- Brief -
Can you copy, word for word, the part of the post on Trump's corporate tax plan starting with "The Nightly Business" and going on through "the imported goods."?

- Selected passage -
....
Wednesday, January 11, 2017 5:25:35 PM

Post# of 122337
Nightly Business Report reviewed Trump's new corporate tax plan last night which would eliminate any deduction for the cost of imported goods while changing the corporate tax rate to 20%.

Trump's Corporate tax plan would turbocharge the domestic apparel industry primarily located in Los Angeles.


Under Trump's import tax plan WalMart would pay a 66% tax rate ($3 on their $5 profit) because they will not be able to deduct the cost of imported goods. Currently WalMart pays 29.1% tax on their $5 profit.


The Nightly Business Report example was WalMart which imports goods from China for $5 and sells them for $15, with domestic costs of $5.


Currently WalMart pays a 29.1% corporate tax of $1.46 on their $5 profit, the $15 sales revenue minus the $5 domestic costs minus the cost of the imported goods.

Under Trump's new plan WalMart will not be able to deduct the $5 cost of the imported goods, so they would owe a 20% tax, or $3 tax on the $10 of net sales revenue after deducting the domestic costs.

Trump's new corporate tax plan would reduce WalMart's after-tax profits by roughly 50%.

We've run out of other people's Social Security taxes needed to subsidize our low income tax rates.
....
- Data lines -
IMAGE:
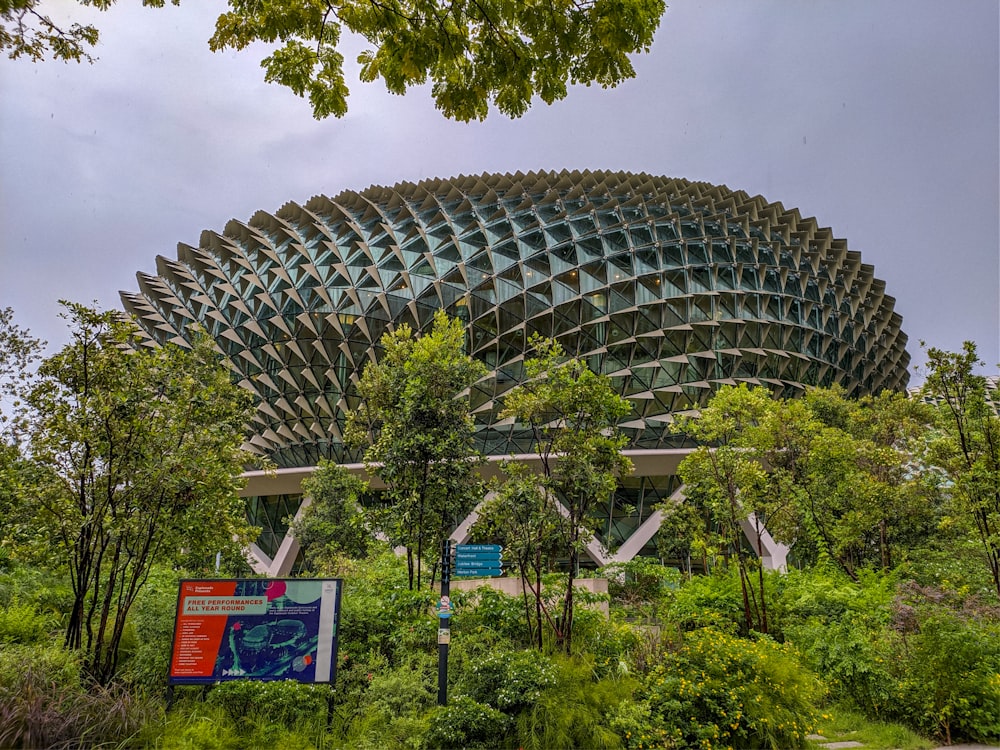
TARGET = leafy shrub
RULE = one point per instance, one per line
(852, 660)
(709, 601)
(492, 614)
(49, 593)
(44, 704)
(720, 689)
(575, 712)
(285, 703)
(641, 586)
(192, 725)
(950, 675)
(841, 627)
(508, 680)
(464, 723)
(21, 622)
(609, 642)
(146, 644)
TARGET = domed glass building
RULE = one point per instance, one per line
(669, 287)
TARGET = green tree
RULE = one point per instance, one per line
(523, 515)
(414, 419)
(724, 475)
(846, 468)
(19, 351)
(968, 446)
(333, 524)
(474, 52)
(573, 414)
(136, 458)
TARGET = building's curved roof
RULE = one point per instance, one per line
(669, 287)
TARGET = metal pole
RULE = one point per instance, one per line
(444, 622)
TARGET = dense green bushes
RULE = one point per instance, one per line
(719, 690)
(671, 667)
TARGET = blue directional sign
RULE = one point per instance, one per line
(479, 560)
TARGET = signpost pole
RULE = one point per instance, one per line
(444, 622)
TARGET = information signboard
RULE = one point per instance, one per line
(479, 560)
(256, 628)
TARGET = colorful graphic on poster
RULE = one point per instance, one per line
(256, 628)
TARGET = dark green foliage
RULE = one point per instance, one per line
(507, 680)
(463, 723)
(720, 689)
(967, 449)
(147, 643)
(709, 601)
(134, 459)
(947, 660)
(285, 703)
(333, 524)
(640, 584)
(573, 413)
(575, 712)
(416, 430)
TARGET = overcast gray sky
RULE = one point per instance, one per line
(878, 117)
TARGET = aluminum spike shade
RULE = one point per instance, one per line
(669, 287)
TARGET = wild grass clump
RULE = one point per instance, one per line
(44, 703)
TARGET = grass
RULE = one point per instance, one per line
(841, 724)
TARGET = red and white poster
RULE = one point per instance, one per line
(256, 628)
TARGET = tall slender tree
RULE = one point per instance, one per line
(136, 458)
(573, 414)
(415, 423)
(968, 446)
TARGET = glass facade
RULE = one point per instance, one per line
(669, 287)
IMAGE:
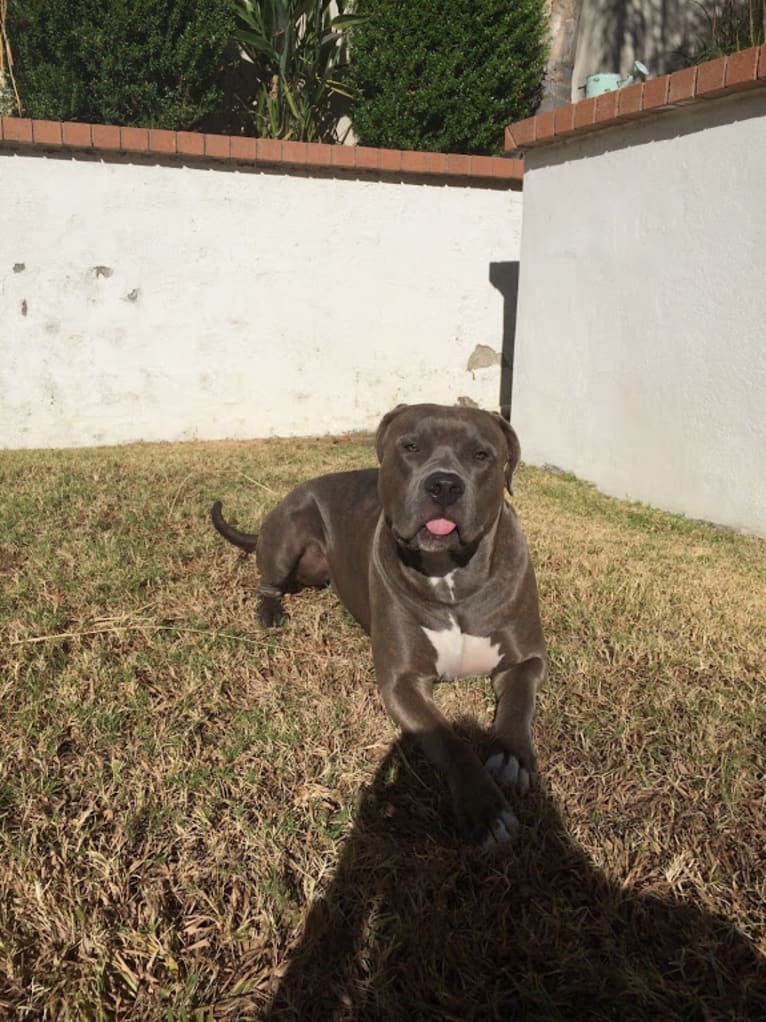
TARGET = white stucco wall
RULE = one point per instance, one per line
(640, 351)
(145, 303)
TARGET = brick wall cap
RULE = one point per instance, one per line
(269, 153)
(730, 75)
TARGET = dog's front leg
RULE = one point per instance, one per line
(513, 758)
(483, 815)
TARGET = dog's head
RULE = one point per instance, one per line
(442, 473)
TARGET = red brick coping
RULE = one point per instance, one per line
(736, 73)
(56, 135)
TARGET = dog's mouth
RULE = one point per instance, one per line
(435, 535)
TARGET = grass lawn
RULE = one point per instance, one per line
(202, 821)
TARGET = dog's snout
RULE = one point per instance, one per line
(445, 488)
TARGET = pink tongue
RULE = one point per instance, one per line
(440, 526)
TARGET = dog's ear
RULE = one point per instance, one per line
(514, 451)
(385, 422)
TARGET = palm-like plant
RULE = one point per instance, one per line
(297, 53)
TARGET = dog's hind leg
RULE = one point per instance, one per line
(290, 556)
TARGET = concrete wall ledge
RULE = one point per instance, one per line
(726, 76)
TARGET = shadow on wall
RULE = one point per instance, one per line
(414, 926)
(614, 33)
(505, 277)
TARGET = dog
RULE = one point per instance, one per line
(431, 560)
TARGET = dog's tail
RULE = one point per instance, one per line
(246, 541)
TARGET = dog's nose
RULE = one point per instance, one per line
(445, 488)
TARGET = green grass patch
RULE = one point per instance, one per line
(202, 821)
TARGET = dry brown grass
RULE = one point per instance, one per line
(200, 821)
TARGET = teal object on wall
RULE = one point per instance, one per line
(596, 85)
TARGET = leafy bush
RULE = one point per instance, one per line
(146, 62)
(445, 75)
(297, 61)
(727, 27)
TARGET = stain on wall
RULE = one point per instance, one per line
(483, 357)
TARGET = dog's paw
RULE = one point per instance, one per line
(504, 828)
(270, 611)
(484, 816)
(507, 770)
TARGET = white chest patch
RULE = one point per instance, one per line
(460, 654)
(444, 583)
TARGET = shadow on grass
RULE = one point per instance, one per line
(414, 926)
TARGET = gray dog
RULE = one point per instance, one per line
(432, 562)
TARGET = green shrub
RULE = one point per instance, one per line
(445, 75)
(725, 28)
(296, 61)
(153, 62)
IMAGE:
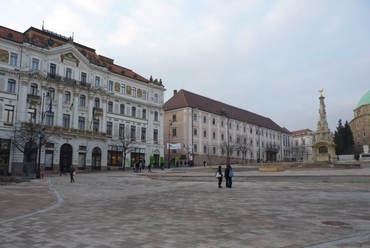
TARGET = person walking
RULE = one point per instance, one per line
(229, 173)
(61, 171)
(72, 173)
(219, 176)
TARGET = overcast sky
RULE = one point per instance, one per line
(268, 57)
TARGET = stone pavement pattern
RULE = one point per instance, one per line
(121, 209)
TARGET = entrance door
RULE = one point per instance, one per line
(65, 156)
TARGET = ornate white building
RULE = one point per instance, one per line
(84, 102)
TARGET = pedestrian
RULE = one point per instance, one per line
(229, 173)
(219, 176)
(72, 173)
(61, 171)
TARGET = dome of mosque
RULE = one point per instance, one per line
(365, 100)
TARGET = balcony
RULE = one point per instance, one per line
(33, 99)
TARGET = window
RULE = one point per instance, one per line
(97, 81)
(35, 64)
(67, 97)
(82, 100)
(34, 89)
(11, 86)
(49, 118)
(155, 136)
(96, 125)
(68, 73)
(122, 109)
(109, 128)
(145, 97)
(53, 69)
(121, 130)
(143, 134)
(133, 133)
(110, 107)
(13, 59)
(83, 77)
(31, 114)
(81, 123)
(9, 113)
(66, 121)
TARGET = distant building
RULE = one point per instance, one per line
(302, 145)
(84, 99)
(360, 124)
(202, 129)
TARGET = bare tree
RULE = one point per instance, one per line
(242, 146)
(127, 142)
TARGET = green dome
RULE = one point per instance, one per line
(365, 100)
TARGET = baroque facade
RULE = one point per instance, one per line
(197, 128)
(83, 103)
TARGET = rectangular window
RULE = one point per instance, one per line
(11, 86)
(97, 81)
(49, 120)
(69, 73)
(121, 130)
(83, 77)
(96, 125)
(110, 86)
(81, 123)
(53, 69)
(13, 59)
(133, 133)
(35, 64)
(155, 136)
(66, 121)
(109, 128)
(9, 113)
(143, 134)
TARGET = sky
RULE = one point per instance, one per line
(269, 57)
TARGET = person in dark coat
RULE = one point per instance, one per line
(219, 176)
(71, 172)
(228, 176)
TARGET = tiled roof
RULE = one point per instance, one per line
(47, 39)
(183, 99)
(302, 132)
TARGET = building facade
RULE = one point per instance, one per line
(199, 129)
(302, 145)
(87, 108)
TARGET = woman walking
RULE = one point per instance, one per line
(219, 176)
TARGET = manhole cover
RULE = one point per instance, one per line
(335, 223)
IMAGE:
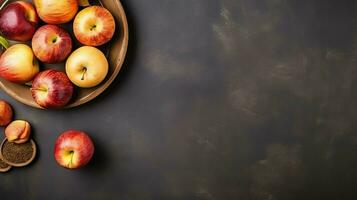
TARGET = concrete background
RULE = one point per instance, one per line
(218, 99)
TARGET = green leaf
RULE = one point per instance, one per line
(4, 42)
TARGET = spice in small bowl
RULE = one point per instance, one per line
(4, 167)
(18, 155)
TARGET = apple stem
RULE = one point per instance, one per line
(39, 89)
(70, 162)
(84, 72)
(2, 6)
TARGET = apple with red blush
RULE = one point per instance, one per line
(73, 149)
(52, 89)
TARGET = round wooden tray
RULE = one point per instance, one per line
(19, 164)
(115, 51)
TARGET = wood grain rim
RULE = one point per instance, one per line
(95, 93)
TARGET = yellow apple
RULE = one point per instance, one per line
(18, 64)
(87, 67)
(94, 26)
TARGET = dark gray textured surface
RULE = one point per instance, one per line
(218, 99)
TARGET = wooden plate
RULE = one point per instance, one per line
(115, 51)
(33, 144)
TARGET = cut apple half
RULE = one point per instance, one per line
(84, 3)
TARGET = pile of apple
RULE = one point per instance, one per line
(85, 67)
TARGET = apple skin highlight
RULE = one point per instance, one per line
(18, 64)
(94, 26)
(73, 149)
(52, 89)
(18, 21)
(51, 44)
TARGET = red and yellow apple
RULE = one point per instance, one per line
(18, 64)
(51, 44)
(56, 11)
(18, 131)
(87, 67)
(5, 113)
(73, 149)
(52, 89)
(94, 26)
(18, 21)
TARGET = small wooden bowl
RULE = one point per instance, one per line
(3, 170)
(19, 164)
(115, 51)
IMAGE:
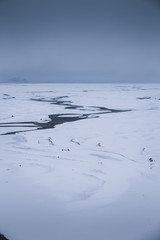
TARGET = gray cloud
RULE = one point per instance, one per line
(80, 40)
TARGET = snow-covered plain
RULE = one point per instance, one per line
(95, 176)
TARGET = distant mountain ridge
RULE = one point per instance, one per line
(17, 80)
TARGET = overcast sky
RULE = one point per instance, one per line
(80, 40)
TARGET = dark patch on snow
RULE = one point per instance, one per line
(57, 119)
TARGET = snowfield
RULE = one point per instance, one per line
(80, 162)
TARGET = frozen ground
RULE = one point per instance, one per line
(80, 162)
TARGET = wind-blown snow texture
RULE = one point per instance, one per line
(79, 162)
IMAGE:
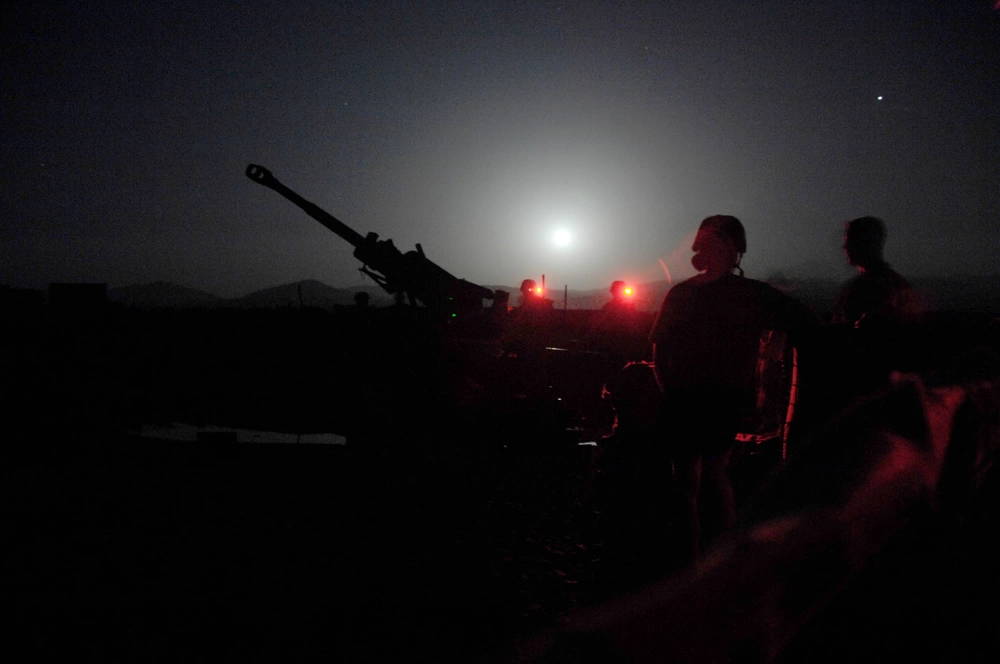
....
- Reply -
The Nightly Business Report example was WalMart which imports goods from China for $5 and sells them for $15, with domestic costs of $5.


Currently WalMart pays a 29.1% corporate tax of $1.46 on their $5 profit, the $15 sales revenue minus the $5 domestic costs minus the cost of the imported goods.